Work required :: Find each line below that contains the word "sock", and copy those lines out.

>> start Extracted material

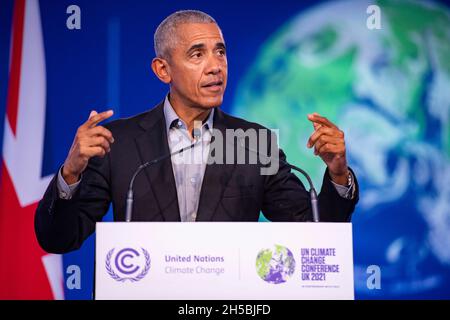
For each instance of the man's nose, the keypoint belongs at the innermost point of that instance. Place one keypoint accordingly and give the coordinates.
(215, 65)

>> end Extracted material
>> start Extracted material

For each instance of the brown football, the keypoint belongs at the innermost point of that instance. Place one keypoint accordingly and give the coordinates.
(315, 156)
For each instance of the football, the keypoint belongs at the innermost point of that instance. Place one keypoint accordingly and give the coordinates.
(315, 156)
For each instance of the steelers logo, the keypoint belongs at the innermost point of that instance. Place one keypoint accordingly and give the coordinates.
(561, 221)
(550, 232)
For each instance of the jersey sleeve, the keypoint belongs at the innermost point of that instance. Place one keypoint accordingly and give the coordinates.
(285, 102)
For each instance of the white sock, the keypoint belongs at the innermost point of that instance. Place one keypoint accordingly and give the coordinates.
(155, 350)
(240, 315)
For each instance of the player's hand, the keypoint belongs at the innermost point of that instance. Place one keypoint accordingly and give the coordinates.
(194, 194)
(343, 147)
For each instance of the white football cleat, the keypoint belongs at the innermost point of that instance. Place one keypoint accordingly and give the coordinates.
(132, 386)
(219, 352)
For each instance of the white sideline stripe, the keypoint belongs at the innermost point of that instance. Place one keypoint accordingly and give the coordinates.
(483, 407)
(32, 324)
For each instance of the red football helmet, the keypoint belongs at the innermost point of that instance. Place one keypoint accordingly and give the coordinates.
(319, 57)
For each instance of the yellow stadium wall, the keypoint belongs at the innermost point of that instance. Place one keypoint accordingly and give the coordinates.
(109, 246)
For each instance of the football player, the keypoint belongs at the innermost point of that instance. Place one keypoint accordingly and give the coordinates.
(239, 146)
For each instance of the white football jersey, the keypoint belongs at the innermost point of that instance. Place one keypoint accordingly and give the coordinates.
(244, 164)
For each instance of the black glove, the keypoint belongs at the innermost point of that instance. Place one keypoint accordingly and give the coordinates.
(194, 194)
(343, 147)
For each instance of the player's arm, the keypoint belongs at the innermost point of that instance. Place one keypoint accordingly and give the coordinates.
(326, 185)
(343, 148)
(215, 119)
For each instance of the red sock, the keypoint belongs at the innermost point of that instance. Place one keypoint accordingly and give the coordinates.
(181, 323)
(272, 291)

>> end Extracted material
>> start Extracted material

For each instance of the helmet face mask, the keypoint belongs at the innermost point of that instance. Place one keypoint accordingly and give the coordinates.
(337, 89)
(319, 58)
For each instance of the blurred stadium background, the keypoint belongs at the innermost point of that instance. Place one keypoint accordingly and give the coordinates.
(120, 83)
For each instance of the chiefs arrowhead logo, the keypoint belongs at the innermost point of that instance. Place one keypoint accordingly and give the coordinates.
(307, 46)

>> end Extracted material

Response to this exercise ::
For each instance of the white sock, the keypoint belongs at the innermost point of that instance. Place one keypoint accordingly and give the coordinates.
For each instance of the red sock, the keypoint belongs at the innermost point of that instance. Place one keypoint accordingly and give the coordinates.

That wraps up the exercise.